**Work request**
Copy each line of the entries that contains the word "target".

**Extracted data**
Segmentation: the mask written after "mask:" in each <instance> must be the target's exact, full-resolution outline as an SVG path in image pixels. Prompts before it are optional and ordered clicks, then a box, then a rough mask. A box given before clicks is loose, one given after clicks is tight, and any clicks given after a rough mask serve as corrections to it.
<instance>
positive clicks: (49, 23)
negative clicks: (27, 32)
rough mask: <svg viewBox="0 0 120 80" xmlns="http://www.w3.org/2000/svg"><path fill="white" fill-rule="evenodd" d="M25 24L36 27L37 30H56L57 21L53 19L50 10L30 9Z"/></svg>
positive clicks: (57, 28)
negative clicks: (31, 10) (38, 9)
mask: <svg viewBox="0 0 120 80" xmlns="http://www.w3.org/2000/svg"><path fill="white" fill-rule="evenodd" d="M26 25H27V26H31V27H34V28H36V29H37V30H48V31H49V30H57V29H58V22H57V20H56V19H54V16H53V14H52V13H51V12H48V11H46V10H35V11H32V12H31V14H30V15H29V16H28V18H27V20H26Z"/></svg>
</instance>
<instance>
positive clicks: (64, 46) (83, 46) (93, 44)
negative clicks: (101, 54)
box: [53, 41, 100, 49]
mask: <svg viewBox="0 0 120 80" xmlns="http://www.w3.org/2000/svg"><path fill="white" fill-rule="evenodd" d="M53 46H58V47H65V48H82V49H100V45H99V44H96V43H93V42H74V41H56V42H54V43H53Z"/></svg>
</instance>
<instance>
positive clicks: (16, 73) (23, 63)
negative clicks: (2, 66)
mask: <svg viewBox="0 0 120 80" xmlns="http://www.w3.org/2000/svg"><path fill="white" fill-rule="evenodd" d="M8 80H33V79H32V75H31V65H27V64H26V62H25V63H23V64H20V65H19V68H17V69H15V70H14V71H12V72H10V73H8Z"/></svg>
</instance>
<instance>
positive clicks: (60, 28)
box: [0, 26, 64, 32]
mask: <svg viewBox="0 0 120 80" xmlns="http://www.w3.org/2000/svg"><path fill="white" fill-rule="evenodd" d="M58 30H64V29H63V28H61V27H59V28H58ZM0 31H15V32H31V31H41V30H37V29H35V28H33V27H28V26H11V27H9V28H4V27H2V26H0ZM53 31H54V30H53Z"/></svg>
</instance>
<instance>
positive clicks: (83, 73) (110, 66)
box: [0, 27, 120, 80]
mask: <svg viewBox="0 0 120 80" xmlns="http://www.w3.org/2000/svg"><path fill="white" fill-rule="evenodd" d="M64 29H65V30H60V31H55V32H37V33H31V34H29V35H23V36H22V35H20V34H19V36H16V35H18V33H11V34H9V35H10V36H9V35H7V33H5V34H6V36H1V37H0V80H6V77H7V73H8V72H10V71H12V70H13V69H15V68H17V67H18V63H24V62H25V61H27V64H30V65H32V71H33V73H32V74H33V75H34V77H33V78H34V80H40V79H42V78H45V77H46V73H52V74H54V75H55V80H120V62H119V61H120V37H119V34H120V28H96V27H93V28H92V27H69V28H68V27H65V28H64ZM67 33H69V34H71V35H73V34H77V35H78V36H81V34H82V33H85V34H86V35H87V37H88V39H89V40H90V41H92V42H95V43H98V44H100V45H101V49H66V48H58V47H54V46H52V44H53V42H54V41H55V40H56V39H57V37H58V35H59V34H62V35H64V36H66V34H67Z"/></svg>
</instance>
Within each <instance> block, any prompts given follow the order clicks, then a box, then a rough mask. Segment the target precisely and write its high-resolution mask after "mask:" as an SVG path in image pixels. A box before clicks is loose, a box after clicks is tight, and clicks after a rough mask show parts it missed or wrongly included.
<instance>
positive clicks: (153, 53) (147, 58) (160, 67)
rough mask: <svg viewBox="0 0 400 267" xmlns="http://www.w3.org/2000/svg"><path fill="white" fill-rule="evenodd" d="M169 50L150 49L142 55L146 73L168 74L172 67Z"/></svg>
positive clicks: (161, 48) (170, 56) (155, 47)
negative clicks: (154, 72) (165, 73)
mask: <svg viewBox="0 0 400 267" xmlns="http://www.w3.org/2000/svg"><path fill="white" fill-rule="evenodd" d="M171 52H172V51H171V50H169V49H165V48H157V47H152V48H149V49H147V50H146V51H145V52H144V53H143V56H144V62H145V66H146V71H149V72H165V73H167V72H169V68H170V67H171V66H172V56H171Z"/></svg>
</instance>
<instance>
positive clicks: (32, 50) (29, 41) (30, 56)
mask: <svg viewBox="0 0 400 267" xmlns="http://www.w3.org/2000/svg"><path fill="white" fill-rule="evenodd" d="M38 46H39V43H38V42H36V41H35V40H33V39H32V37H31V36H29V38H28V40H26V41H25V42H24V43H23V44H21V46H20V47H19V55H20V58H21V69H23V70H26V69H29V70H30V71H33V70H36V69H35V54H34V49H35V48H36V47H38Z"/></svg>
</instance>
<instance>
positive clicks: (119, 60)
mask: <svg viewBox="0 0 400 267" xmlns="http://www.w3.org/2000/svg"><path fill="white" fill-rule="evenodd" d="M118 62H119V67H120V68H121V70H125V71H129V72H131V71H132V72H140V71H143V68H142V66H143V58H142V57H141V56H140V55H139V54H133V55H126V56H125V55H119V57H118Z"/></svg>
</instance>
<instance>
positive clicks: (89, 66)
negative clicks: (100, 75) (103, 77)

**Response box**
Segmentation: the mask written after "mask:" in each <instance> must be the target's exact, full-resolution outline as an SVG path in image pixels. Prompts before it are optional and ordered clicks, then a box, then a rough mask. A box given before clicks is loose, one given after clicks is tight, and any clicks given after a rough mask serve as corrections to it.
Within each <instance> block, any prompts given follow the order clicks, then a box, then a rough mask. Segment the target precisely and write its high-resolution mask after "mask:" as an SVG path in image pixels. A box before clicks is loose, a box after clicks is tight, and clicks after a rough mask show parts it missed or wrongly included.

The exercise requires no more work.